> _TASK TO COMPLETE_
What is needed here is an exact copy of every entry.

> _SOURCE DATA_
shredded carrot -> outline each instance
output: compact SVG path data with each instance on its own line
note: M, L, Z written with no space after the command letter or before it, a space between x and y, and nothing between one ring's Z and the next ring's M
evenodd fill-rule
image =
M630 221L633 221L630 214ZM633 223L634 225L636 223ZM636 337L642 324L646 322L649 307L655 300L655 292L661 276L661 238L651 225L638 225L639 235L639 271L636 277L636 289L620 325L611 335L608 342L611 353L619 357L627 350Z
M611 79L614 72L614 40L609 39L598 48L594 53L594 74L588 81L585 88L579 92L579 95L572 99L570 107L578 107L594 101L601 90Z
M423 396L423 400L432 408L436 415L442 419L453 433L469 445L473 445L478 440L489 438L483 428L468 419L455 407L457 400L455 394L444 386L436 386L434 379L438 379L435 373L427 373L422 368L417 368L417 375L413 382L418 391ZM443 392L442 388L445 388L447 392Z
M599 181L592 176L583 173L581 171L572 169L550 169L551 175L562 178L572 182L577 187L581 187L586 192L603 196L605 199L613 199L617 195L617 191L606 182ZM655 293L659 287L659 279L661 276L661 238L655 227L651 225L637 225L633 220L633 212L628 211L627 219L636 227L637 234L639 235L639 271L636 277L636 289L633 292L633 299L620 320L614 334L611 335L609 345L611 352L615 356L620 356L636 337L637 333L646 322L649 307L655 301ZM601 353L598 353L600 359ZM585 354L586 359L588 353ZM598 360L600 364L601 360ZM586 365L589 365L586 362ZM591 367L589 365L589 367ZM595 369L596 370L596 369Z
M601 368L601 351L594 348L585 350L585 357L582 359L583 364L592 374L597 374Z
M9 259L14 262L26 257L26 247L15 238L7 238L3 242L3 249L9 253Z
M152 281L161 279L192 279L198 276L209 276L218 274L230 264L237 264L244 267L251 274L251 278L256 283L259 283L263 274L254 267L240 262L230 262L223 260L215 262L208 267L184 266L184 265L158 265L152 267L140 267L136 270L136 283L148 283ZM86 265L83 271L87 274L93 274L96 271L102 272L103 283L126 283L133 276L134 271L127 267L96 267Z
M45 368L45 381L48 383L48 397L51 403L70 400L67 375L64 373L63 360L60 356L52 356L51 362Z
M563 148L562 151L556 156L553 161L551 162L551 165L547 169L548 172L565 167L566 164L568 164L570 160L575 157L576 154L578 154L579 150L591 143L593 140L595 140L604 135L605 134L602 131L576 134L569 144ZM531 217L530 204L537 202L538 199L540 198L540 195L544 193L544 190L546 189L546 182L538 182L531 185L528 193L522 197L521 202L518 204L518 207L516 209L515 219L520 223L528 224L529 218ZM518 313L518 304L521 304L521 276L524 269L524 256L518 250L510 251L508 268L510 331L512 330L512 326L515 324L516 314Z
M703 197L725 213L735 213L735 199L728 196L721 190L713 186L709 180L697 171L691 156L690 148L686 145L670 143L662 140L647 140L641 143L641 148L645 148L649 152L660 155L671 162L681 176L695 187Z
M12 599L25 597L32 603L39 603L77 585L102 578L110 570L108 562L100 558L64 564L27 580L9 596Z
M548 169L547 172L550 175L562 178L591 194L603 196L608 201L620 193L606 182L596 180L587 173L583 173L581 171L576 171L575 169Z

> _TASK OUTPUT_
shredded carrot -> outline each instance
output: compact SVG path data with each instance on its own line
note: M, L, Z written with no space after the command letter or before it, a space between x and y, and nothing between one ring's Z and the next ring's M
evenodd fill-rule
image =
M630 221L633 221L630 214ZM633 223L634 225L636 223ZM636 337L642 324L646 322L649 307L655 300L655 292L661 276L661 238L651 225L638 225L639 235L639 271L636 277L636 289L620 325L611 335L608 342L611 353L619 357L627 350Z
M611 79L614 72L614 40L609 39L598 48L594 53L594 74L588 81L585 88L579 92L579 95L572 99L570 107L578 107L594 101L601 90Z
M423 396L423 400L432 408L436 415L442 419L453 433L469 445L473 445L478 440L489 438L483 428L468 419L455 407L457 400L455 394L444 386L436 386L434 379L438 379L435 373L427 373L422 368L417 368L417 375L413 382L418 391ZM443 392L442 388L445 388L447 392Z
M599 181L592 176L583 173L581 171L572 169L550 169L551 175L562 178L572 182L577 187L581 187L586 192L603 196L605 199L613 199L617 195L617 191L606 182ZM655 293L659 287L659 279L661 276L661 238L655 227L651 225L637 225L633 220L633 212L628 211L627 219L636 227L637 234L639 235L639 271L636 277L636 289L633 292L633 299L620 320L614 334L611 335L609 345L611 352L615 356L620 356L636 337L637 333L646 322L649 307L655 301ZM601 353L598 353L600 359ZM585 354L586 359L588 353ZM598 360L600 364L601 360ZM586 365L589 365L586 362ZM591 367L589 365L589 367ZM595 369L596 370L596 369Z
M601 368L601 351L594 348L585 350L585 357L582 359L583 364L592 374L597 374Z
M9 259L14 262L26 257L26 247L15 238L7 238L3 242L3 249L9 253Z
M152 281L161 279L192 279L198 276L209 276L218 274L230 264L237 264L244 267L251 274L251 278L256 283L259 283L263 274L254 267L240 262L230 262L223 260L215 262L208 267L184 266L184 265L158 265L152 267L140 267L136 270L136 283L148 283ZM86 265L83 271L87 274L93 274L96 271L102 272L103 283L126 283L133 276L134 271L127 267L96 267Z
M45 368L45 381L48 383L48 397L51 403L70 400L67 375L64 373L63 360L60 356L52 356L51 362Z
M563 148L562 151L556 156L553 161L551 162L551 165L547 169L548 172L565 167L566 164L568 164L570 160L575 157L576 154L578 154L579 150L591 143L593 140L595 140L604 135L605 134L602 131L576 134L569 144ZM531 217L530 204L537 202L538 199L540 198L540 195L544 193L544 190L546 189L546 182L538 182L531 185L528 193L522 197L521 202L518 204L518 207L516 209L515 219L520 223L528 224L529 218ZM518 313L518 304L521 304L521 276L524 269L524 256L518 250L510 251L508 268L510 331L512 330L512 326L515 324L516 314Z
M703 197L725 213L735 213L735 199L728 196L721 190L713 186L709 180L697 171L691 156L690 148L686 145L670 143L662 140L647 140L641 143L641 148L645 148L649 152L660 155L671 162L681 176L695 187Z
M12 599L25 597L32 603L39 603L77 585L102 578L110 570L108 562L100 558L64 564L27 580L9 596Z
M548 169L547 172L550 175L562 178L591 194L603 196L608 201L620 193L606 182L596 180L587 173L583 173L581 171L576 171L575 169Z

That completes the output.